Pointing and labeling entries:

********

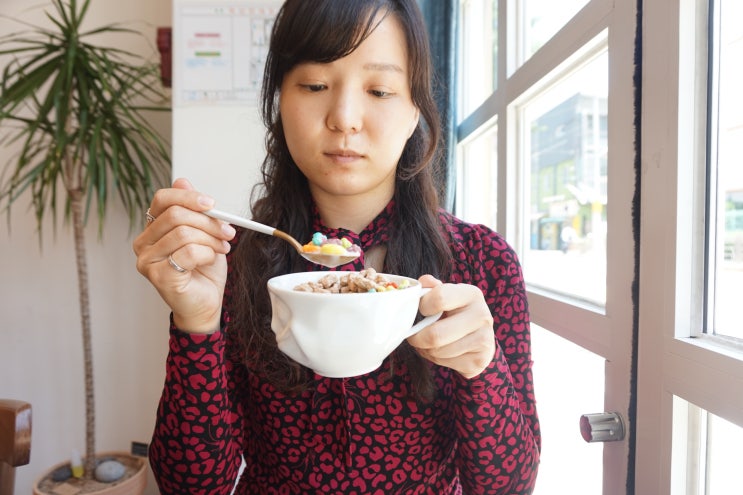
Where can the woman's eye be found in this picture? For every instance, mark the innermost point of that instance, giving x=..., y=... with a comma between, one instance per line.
x=380, y=93
x=314, y=88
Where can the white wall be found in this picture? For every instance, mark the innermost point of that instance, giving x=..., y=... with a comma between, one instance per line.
x=40, y=342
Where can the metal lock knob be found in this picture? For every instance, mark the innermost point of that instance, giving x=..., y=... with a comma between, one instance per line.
x=602, y=427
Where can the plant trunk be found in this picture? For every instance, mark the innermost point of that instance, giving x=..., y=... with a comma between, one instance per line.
x=76, y=207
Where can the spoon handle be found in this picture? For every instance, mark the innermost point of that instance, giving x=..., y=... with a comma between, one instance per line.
x=240, y=221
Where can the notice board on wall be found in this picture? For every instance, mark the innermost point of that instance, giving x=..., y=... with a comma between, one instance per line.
x=219, y=51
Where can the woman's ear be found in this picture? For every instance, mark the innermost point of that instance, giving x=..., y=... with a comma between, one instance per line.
x=414, y=122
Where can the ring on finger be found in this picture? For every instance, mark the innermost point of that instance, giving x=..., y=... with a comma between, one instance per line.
x=175, y=265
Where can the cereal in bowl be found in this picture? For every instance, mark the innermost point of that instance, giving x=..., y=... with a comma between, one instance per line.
x=354, y=282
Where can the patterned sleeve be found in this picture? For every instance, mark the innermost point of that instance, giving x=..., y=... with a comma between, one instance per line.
x=495, y=413
x=195, y=446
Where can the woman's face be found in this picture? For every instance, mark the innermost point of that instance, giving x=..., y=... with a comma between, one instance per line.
x=346, y=122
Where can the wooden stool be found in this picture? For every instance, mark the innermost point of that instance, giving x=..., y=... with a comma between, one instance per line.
x=15, y=440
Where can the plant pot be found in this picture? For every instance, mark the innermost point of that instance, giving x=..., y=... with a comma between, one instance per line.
x=133, y=482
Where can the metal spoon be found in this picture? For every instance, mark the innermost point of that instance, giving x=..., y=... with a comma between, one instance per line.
x=329, y=260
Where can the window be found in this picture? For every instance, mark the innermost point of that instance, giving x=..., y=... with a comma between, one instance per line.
x=725, y=131
x=690, y=411
x=541, y=144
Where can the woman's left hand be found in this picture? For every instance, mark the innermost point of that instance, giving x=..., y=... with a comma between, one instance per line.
x=463, y=338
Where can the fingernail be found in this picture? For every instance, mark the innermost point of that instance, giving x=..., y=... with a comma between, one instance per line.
x=206, y=201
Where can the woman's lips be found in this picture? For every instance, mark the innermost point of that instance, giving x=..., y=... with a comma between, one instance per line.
x=343, y=156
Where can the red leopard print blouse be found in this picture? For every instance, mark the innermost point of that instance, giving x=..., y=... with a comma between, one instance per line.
x=359, y=435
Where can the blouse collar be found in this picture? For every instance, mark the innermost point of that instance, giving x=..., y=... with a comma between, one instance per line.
x=374, y=234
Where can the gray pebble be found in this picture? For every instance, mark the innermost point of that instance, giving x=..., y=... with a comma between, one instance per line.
x=109, y=471
x=63, y=473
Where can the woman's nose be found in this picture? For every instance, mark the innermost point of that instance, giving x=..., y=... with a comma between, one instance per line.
x=345, y=113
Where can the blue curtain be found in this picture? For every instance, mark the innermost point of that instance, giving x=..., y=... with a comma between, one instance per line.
x=441, y=19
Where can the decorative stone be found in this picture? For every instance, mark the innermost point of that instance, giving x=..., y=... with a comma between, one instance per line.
x=109, y=471
x=62, y=473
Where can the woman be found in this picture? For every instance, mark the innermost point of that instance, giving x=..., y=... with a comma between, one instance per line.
x=352, y=132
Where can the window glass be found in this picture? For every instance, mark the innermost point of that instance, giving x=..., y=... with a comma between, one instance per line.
x=564, y=142
x=724, y=439
x=541, y=19
x=477, y=179
x=478, y=53
x=726, y=205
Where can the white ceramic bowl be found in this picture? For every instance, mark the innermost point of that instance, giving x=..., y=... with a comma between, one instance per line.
x=342, y=335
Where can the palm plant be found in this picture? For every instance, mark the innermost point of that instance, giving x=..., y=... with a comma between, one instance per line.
x=75, y=110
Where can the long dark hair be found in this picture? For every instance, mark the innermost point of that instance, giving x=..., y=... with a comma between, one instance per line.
x=324, y=31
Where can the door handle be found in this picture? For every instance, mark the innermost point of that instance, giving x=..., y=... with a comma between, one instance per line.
x=602, y=427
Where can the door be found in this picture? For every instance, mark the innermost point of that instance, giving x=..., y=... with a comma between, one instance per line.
x=546, y=157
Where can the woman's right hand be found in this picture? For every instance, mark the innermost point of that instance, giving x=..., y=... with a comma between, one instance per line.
x=194, y=242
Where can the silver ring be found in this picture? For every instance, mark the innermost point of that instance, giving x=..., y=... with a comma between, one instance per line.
x=175, y=265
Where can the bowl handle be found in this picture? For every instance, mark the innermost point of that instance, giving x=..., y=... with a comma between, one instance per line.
x=424, y=322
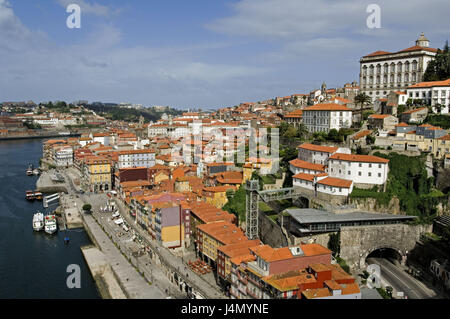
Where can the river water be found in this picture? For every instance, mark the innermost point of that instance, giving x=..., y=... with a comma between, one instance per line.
x=34, y=265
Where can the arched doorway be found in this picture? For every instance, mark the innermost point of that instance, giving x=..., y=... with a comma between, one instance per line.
x=390, y=254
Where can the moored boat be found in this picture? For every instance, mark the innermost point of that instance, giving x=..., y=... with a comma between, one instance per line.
x=29, y=195
x=50, y=224
x=38, y=195
x=38, y=221
x=30, y=169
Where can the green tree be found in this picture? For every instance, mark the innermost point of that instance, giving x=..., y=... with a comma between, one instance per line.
x=362, y=99
x=302, y=131
x=334, y=244
x=439, y=68
x=333, y=135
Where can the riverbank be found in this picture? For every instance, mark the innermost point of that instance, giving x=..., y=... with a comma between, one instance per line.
x=37, y=136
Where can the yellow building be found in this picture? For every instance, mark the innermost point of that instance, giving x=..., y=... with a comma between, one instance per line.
x=247, y=171
x=97, y=173
x=161, y=176
x=217, y=195
x=212, y=236
x=263, y=165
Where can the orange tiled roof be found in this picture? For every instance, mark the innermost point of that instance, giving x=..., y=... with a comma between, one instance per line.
x=362, y=134
x=379, y=116
x=224, y=232
x=304, y=176
x=295, y=114
x=318, y=148
x=336, y=182
x=430, y=84
x=306, y=165
x=327, y=107
x=415, y=110
x=359, y=158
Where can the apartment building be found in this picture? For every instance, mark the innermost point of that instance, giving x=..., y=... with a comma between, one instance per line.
x=382, y=122
x=324, y=117
x=434, y=93
x=226, y=253
x=415, y=115
x=63, y=156
x=136, y=158
x=363, y=170
x=251, y=274
x=294, y=118
x=96, y=173
x=214, y=235
x=382, y=72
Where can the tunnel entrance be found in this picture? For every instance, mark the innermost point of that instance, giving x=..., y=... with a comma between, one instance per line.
x=390, y=254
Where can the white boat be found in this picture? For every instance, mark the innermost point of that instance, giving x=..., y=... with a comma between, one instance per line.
x=30, y=170
x=50, y=225
x=38, y=221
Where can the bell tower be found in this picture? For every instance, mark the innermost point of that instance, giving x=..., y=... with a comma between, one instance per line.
x=422, y=41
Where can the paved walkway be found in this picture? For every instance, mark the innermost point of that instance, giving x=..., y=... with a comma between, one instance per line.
x=208, y=290
x=135, y=286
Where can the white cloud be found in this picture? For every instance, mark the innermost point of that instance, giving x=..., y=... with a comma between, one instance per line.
x=293, y=19
x=101, y=68
x=91, y=8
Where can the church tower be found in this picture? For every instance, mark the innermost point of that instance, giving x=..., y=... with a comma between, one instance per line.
x=422, y=41
x=324, y=89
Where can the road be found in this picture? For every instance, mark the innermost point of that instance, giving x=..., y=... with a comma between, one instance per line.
x=208, y=289
x=401, y=281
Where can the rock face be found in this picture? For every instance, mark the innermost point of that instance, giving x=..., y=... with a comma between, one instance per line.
x=371, y=205
x=358, y=242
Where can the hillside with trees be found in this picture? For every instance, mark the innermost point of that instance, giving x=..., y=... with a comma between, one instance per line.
x=439, y=68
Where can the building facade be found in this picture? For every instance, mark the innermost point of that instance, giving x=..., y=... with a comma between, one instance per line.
x=382, y=72
x=324, y=117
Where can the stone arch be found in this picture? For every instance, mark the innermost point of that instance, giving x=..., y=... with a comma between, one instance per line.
x=367, y=252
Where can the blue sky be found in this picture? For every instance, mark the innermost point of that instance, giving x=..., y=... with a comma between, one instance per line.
x=198, y=53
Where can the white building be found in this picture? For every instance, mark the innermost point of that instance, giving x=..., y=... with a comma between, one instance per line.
x=361, y=169
x=335, y=186
x=157, y=130
x=136, y=158
x=63, y=156
x=382, y=72
x=318, y=154
x=324, y=117
x=322, y=183
x=298, y=166
x=103, y=138
x=433, y=93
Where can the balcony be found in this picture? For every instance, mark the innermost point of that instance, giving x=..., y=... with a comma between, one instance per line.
x=250, y=293
x=242, y=279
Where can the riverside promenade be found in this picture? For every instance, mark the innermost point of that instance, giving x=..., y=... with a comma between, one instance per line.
x=133, y=284
x=163, y=268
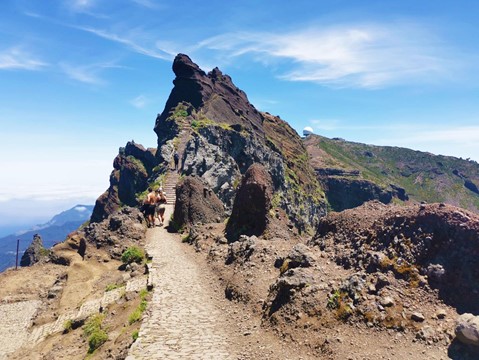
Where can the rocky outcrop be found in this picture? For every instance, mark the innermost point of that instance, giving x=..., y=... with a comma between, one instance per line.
x=434, y=244
x=132, y=168
x=346, y=193
x=213, y=93
x=196, y=203
x=227, y=135
x=252, y=204
x=114, y=234
x=34, y=253
x=467, y=329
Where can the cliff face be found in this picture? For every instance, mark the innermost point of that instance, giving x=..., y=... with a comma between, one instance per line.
x=132, y=168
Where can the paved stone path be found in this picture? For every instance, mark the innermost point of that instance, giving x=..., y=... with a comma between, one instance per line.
x=181, y=321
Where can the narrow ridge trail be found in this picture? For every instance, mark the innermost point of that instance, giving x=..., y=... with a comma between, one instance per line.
x=183, y=320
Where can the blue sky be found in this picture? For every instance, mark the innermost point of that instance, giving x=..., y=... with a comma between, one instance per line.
x=80, y=78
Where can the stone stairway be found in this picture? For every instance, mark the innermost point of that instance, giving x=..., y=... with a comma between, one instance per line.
x=169, y=186
x=172, y=177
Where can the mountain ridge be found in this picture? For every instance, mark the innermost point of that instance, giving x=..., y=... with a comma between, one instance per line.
x=53, y=231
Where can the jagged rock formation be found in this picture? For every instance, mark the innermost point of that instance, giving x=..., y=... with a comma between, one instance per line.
x=227, y=135
x=34, y=253
x=346, y=193
x=196, y=203
x=438, y=241
x=119, y=230
x=252, y=204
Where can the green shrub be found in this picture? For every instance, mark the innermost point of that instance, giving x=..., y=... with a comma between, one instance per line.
x=111, y=287
x=93, y=330
x=68, y=326
x=133, y=254
x=96, y=339
x=136, y=314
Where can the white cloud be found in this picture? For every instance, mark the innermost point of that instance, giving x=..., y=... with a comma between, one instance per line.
x=16, y=58
x=80, y=209
x=356, y=55
x=139, y=102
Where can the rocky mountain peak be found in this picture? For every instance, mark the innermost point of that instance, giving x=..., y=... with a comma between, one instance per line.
x=184, y=68
x=212, y=95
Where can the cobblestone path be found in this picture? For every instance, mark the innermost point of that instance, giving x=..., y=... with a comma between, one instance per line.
x=182, y=321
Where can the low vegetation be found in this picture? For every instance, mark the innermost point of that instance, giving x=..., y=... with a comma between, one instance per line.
x=94, y=332
x=133, y=254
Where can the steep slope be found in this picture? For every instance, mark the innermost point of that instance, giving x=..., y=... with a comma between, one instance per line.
x=54, y=231
x=392, y=172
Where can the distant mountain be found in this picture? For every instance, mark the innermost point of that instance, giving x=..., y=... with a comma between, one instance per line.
x=51, y=232
x=353, y=173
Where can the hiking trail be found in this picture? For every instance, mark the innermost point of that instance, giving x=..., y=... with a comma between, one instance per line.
x=182, y=321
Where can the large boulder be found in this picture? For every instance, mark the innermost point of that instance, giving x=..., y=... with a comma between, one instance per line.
x=252, y=204
x=196, y=203
x=467, y=329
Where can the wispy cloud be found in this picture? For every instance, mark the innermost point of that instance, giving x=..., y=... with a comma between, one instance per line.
x=363, y=55
x=80, y=5
x=139, y=102
x=455, y=134
x=17, y=58
x=150, y=4
x=135, y=45
x=89, y=74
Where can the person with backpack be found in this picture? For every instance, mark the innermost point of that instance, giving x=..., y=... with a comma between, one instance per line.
x=161, y=205
x=149, y=206
x=176, y=157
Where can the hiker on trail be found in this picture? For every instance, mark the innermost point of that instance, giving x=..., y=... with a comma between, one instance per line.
x=176, y=157
x=161, y=201
x=149, y=207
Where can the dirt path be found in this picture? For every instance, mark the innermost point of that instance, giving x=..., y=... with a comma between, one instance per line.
x=182, y=321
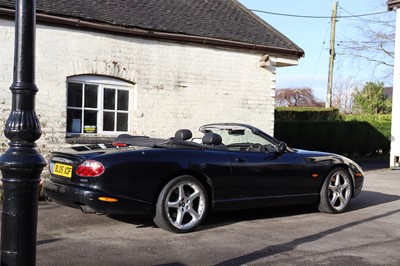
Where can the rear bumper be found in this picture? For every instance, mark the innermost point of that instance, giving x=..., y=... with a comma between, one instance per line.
x=76, y=196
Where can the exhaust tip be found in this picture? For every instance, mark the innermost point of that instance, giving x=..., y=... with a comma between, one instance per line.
x=86, y=209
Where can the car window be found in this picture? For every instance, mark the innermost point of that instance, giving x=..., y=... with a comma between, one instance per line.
x=244, y=140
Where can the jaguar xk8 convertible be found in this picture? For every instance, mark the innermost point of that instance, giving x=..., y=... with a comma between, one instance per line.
x=179, y=180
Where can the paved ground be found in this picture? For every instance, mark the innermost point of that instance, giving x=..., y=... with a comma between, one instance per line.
x=368, y=234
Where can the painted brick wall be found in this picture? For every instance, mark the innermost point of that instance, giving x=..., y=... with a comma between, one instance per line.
x=176, y=85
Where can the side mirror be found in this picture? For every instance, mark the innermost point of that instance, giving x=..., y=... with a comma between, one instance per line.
x=282, y=147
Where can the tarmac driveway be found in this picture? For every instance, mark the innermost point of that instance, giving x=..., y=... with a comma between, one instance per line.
x=368, y=234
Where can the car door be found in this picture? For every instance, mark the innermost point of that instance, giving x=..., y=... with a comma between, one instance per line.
x=266, y=175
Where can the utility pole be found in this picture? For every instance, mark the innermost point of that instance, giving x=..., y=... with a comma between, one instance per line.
x=21, y=165
x=331, y=56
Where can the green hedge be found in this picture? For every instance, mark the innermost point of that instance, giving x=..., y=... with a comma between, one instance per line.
x=342, y=137
x=307, y=114
x=326, y=130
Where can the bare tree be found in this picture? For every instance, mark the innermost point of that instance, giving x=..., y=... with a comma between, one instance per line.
x=296, y=97
x=373, y=44
x=342, y=93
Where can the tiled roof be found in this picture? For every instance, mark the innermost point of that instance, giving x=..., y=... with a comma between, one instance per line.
x=219, y=19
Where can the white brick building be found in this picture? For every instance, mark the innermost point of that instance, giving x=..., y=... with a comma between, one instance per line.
x=158, y=80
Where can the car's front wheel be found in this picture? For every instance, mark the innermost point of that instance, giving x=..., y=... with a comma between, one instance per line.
x=182, y=205
x=336, y=191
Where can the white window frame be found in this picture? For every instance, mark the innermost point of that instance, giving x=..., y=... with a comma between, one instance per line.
x=102, y=82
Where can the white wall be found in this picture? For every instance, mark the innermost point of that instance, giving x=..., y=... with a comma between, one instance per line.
x=177, y=86
x=395, y=139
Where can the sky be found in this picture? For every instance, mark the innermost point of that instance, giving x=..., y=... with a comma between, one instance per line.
x=313, y=36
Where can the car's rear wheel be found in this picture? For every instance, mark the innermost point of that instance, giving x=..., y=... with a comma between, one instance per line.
x=336, y=191
x=182, y=205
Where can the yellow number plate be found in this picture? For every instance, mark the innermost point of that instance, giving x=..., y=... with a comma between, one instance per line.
x=62, y=170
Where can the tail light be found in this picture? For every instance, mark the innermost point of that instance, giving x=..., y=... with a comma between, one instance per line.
x=90, y=168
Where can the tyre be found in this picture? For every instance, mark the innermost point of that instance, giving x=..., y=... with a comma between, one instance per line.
x=336, y=191
x=182, y=205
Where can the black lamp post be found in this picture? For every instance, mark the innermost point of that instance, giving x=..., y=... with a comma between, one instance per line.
x=21, y=165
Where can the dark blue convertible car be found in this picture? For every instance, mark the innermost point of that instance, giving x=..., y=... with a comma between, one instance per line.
x=179, y=180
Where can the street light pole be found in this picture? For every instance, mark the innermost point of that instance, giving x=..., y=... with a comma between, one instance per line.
x=21, y=165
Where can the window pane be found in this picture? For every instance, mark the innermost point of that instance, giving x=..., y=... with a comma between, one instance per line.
x=123, y=100
x=74, y=95
x=109, y=99
x=91, y=95
x=122, y=122
x=74, y=119
x=90, y=121
x=108, y=121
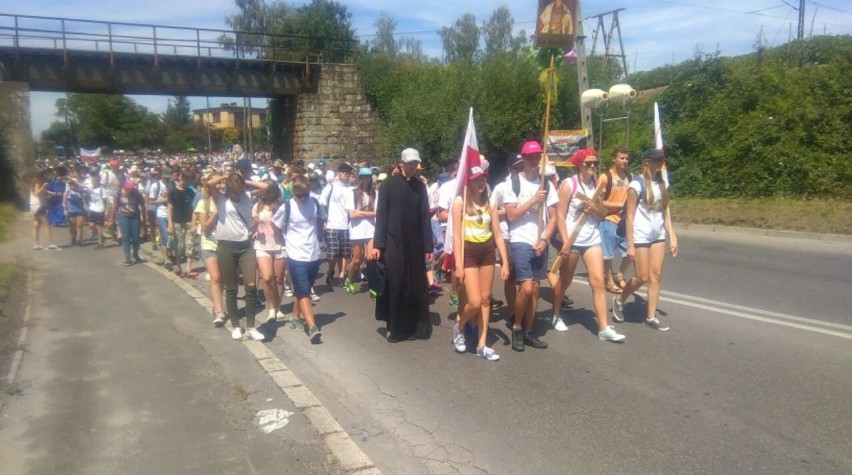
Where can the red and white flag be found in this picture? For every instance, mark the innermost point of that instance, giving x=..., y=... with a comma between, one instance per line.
x=468, y=158
x=658, y=140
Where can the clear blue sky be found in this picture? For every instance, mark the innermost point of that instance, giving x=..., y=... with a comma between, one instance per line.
x=655, y=32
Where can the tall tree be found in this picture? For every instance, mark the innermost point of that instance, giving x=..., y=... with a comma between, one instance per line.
x=461, y=40
x=497, y=31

********

Extract the lines from the start of the entries through the line containing "x=314, y=88", including that line, and reproduce each one unchanged, leaving the pictures out.

▶ Solution:
Where can the woman's eye be found in this picture? For every instance, mark the innermost point of that instance, giving x=..., y=... with a comma between, one instance per line.
x=380, y=93
x=314, y=88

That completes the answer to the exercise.